- **Work instruction**
Exclude the pictures, then copy all remaining records exactly.

- **Dataset records**

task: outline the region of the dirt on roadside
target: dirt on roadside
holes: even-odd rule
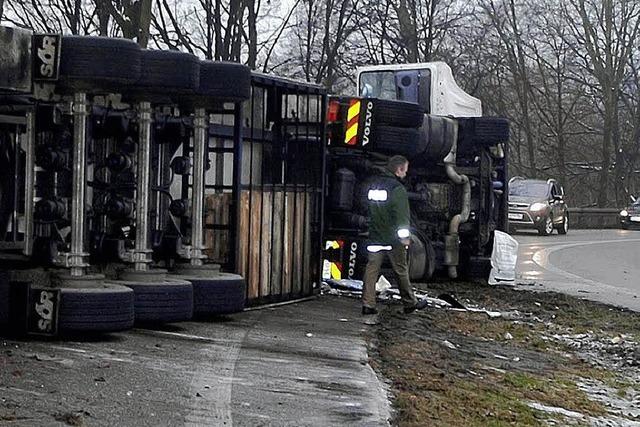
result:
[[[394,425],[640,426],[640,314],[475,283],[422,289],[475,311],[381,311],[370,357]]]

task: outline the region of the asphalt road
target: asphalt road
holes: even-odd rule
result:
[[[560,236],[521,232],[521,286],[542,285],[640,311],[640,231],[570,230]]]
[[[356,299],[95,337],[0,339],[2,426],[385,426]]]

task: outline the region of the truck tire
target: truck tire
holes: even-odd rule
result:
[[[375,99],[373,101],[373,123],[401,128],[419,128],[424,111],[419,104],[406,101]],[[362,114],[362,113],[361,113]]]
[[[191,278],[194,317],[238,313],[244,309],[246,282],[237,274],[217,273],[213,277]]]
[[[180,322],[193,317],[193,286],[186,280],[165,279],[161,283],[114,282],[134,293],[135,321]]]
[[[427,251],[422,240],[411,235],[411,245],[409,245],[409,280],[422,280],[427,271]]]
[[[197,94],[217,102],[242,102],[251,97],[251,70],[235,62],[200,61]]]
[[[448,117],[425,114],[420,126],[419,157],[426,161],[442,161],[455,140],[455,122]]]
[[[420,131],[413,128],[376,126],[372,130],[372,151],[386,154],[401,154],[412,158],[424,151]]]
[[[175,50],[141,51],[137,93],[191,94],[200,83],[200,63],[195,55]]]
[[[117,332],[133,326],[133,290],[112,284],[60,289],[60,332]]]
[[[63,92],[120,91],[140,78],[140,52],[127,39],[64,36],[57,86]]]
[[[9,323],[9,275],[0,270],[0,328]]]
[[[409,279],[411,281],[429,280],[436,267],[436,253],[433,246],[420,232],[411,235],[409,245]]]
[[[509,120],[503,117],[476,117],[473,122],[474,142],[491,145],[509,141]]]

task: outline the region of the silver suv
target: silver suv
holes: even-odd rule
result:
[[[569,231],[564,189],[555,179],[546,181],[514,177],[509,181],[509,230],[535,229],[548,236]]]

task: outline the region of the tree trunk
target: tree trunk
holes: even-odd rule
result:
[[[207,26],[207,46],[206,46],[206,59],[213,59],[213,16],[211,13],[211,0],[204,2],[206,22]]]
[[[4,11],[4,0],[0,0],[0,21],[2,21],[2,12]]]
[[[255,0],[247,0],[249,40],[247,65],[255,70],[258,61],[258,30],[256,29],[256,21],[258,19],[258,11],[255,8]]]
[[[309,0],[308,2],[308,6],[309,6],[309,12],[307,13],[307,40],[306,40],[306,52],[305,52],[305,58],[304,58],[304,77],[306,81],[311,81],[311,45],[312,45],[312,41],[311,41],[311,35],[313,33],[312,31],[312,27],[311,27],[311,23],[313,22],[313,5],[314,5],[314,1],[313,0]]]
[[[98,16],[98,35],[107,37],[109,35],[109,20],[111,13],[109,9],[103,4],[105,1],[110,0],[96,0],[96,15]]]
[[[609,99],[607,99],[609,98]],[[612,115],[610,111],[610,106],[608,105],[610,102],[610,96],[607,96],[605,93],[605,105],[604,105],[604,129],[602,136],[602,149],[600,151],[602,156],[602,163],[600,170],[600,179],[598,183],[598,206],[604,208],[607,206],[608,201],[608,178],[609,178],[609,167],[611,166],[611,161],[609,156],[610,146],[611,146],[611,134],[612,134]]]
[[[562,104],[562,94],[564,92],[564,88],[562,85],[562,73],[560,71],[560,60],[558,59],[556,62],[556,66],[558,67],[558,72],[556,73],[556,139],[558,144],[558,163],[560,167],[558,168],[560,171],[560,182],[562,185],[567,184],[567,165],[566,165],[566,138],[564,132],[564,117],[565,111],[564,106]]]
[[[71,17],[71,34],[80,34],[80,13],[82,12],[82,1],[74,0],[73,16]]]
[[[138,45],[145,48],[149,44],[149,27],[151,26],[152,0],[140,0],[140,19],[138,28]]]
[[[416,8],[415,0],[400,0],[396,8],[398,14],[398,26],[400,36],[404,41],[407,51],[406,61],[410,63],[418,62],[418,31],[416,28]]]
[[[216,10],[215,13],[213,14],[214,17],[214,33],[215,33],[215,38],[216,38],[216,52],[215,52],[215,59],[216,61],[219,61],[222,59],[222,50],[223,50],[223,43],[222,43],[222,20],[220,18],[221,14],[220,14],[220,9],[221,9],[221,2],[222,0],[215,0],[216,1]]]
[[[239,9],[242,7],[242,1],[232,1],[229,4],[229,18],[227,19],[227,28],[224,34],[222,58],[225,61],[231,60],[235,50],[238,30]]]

- **Solution for this exercise**
task: outline the region of the dirt on roadside
target: dirt on roadside
holes: even-odd rule
result:
[[[394,425],[640,426],[640,314],[475,283],[422,289],[475,311],[381,311],[370,357]]]

task: outline the region of the asphalt road
target: asphalt road
holes: even-odd rule
result:
[[[560,236],[521,232],[521,286],[542,285],[640,311],[640,231],[570,230]]]
[[[356,299],[95,337],[0,339],[2,426],[385,426]]]

task: outline the region of the truck tire
target: truck tire
holes: even-odd rule
result:
[[[375,99],[373,101],[373,123],[401,128],[419,128],[424,111],[419,104],[406,101]],[[362,114],[362,113],[361,113]]]
[[[191,278],[194,317],[238,313],[244,309],[246,282],[237,274],[217,273],[213,277]]]
[[[180,322],[193,317],[193,286],[186,280],[165,279],[161,283],[114,282],[134,293],[135,321]]]
[[[427,251],[422,240],[411,235],[411,245],[409,245],[409,280],[422,280],[427,271]]]
[[[197,94],[217,102],[242,102],[251,97],[251,70],[235,62],[200,61]]]
[[[448,117],[425,114],[420,126],[419,157],[426,161],[442,161],[455,140],[455,122]]]
[[[420,131],[413,128],[376,126],[372,130],[372,151],[386,154],[401,154],[412,158],[424,151]]]
[[[175,50],[141,51],[137,93],[191,94],[200,83],[200,63],[195,55]]]
[[[117,332],[133,326],[133,290],[112,284],[60,289],[60,332]]]
[[[63,92],[120,91],[140,78],[140,52],[127,39],[64,36],[57,86]]]
[[[9,323],[9,275],[0,270],[0,328]]]
[[[409,279],[411,281],[429,280],[436,267],[436,253],[433,246],[420,232],[411,235],[409,245]]]
[[[509,120],[503,117],[476,117],[473,122],[474,142],[491,145],[509,141]]]

task: outline the region of the silver suv
target: silver suv
holes: even-odd rule
result:
[[[569,231],[564,189],[555,179],[546,181],[514,177],[509,181],[509,230],[535,229],[548,236]]]

task: outline the region of the tree trunk
target: tree trunk
holes: even-odd rule
result:
[[[207,26],[207,46],[206,46],[206,59],[213,59],[213,16],[211,13],[211,0],[204,2],[206,22]]]
[[[4,11],[4,0],[0,0],[0,21],[2,21],[2,12]]]
[[[255,0],[247,0],[249,40],[247,65],[255,70],[258,61],[258,30],[256,29],[256,21],[258,19],[258,11],[255,8]]]
[[[309,0],[308,2],[308,6],[309,6],[309,12],[307,13],[307,40],[306,40],[306,52],[305,52],[305,58],[304,58],[304,77],[306,81],[311,81],[311,45],[312,45],[312,41],[311,41],[311,35],[313,33],[312,31],[312,27],[311,27],[311,23],[313,22],[313,5],[314,5],[314,1],[313,0]]]
[[[98,16],[98,35],[107,37],[109,35],[109,20],[111,13],[109,9],[103,4],[105,1],[110,0],[96,0],[96,15]]]
[[[609,99],[607,99],[609,98]],[[612,115],[610,111],[610,106],[608,105],[610,102],[610,96],[607,96],[605,93],[605,105],[604,105],[604,129],[602,136],[602,149],[600,151],[602,156],[602,163],[600,170],[600,179],[598,183],[598,206],[604,208],[607,206],[608,201],[608,178],[609,178],[609,167],[611,166],[611,161],[609,156],[610,146],[611,146],[611,134],[612,134]]]
[[[562,104],[562,94],[564,92],[564,88],[562,85],[562,73],[560,71],[560,60],[558,59],[556,62],[556,66],[558,67],[558,72],[556,73],[556,139],[558,144],[558,163],[560,167],[558,168],[560,171],[560,182],[562,185],[567,184],[567,165],[566,165],[566,138],[564,132],[564,117],[565,111],[564,106]]]
[[[71,17],[71,34],[80,34],[80,13],[82,12],[82,1],[74,0],[73,16]]]
[[[138,45],[145,48],[149,44],[149,27],[151,26],[152,0],[140,0],[140,19],[138,28]]]
[[[416,8],[415,0],[400,0],[396,8],[398,14],[398,26],[400,36],[404,41],[407,51],[406,61],[410,63],[418,62],[418,31],[416,28]]]
[[[216,10],[215,13],[213,14],[214,17],[214,33],[215,33],[215,38],[216,38],[216,52],[215,52],[215,59],[216,61],[219,61],[222,59],[222,50],[223,50],[223,43],[222,43],[222,20],[220,18],[221,14],[220,14],[220,9],[221,9],[221,2],[222,0],[215,0],[216,1]]]
[[[239,9],[242,7],[242,1],[232,1],[229,4],[229,18],[227,19],[227,28],[224,34],[222,58],[225,61],[231,60],[235,50],[238,30]]]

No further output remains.